[Stored dataset items]
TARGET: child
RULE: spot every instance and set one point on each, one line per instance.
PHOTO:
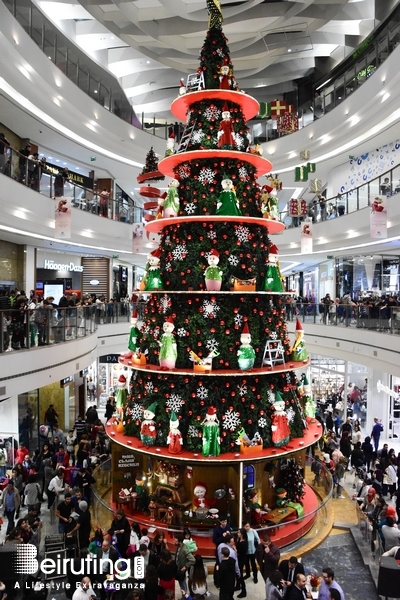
(189, 543)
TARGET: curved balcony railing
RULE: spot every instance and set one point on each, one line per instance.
(322, 485)
(347, 202)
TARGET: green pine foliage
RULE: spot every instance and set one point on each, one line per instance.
(151, 165)
(212, 54)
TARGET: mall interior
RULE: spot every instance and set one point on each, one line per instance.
(94, 88)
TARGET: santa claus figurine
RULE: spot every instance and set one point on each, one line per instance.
(171, 202)
(279, 423)
(121, 394)
(148, 433)
(273, 278)
(224, 79)
(246, 354)
(152, 277)
(168, 348)
(226, 139)
(298, 351)
(170, 145)
(213, 275)
(174, 439)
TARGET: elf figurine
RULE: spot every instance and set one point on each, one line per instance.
(213, 275)
(133, 334)
(171, 202)
(298, 350)
(211, 438)
(170, 145)
(246, 354)
(152, 276)
(226, 138)
(273, 279)
(224, 79)
(174, 439)
(148, 431)
(279, 423)
(168, 349)
(121, 394)
(228, 204)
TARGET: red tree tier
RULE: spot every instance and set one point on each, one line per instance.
(191, 319)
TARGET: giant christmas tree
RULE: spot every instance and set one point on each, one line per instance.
(207, 387)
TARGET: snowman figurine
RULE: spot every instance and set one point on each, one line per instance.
(246, 354)
(148, 433)
(226, 139)
(152, 277)
(170, 145)
(174, 439)
(224, 79)
(228, 204)
(171, 202)
(168, 348)
(213, 274)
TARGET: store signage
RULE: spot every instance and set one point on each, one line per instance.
(109, 358)
(52, 266)
(127, 461)
(66, 381)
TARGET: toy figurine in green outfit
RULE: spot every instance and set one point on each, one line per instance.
(246, 354)
(152, 277)
(171, 202)
(298, 351)
(273, 279)
(211, 438)
(213, 275)
(228, 204)
(167, 343)
(134, 333)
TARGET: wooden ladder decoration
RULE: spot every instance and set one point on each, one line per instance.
(273, 356)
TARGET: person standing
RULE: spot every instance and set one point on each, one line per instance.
(184, 560)
(253, 541)
(327, 583)
(376, 433)
(10, 502)
(298, 591)
(290, 568)
(267, 556)
(227, 575)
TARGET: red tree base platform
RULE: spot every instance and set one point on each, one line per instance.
(282, 535)
(270, 224)
(248, 104)
(169, 163)
(311, 435)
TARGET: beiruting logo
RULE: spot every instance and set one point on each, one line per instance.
(21, 559)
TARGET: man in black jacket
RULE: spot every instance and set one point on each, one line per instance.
(290, 569)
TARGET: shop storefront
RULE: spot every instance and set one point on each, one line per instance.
(56, 273)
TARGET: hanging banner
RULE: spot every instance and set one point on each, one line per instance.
(378, 217)
(306, 237)
(137, 238)
(63, 218)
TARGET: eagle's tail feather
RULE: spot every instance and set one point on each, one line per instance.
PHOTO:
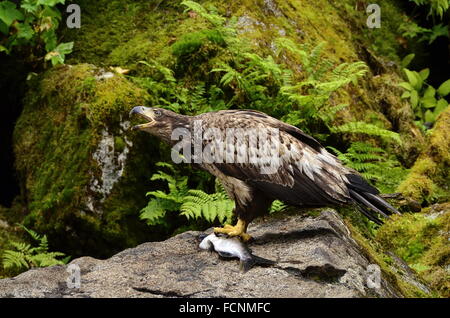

→ Try it
Count, in the records above, the lines that contain "figurine", and write only the resulting number.

→ Answer to this exercise
4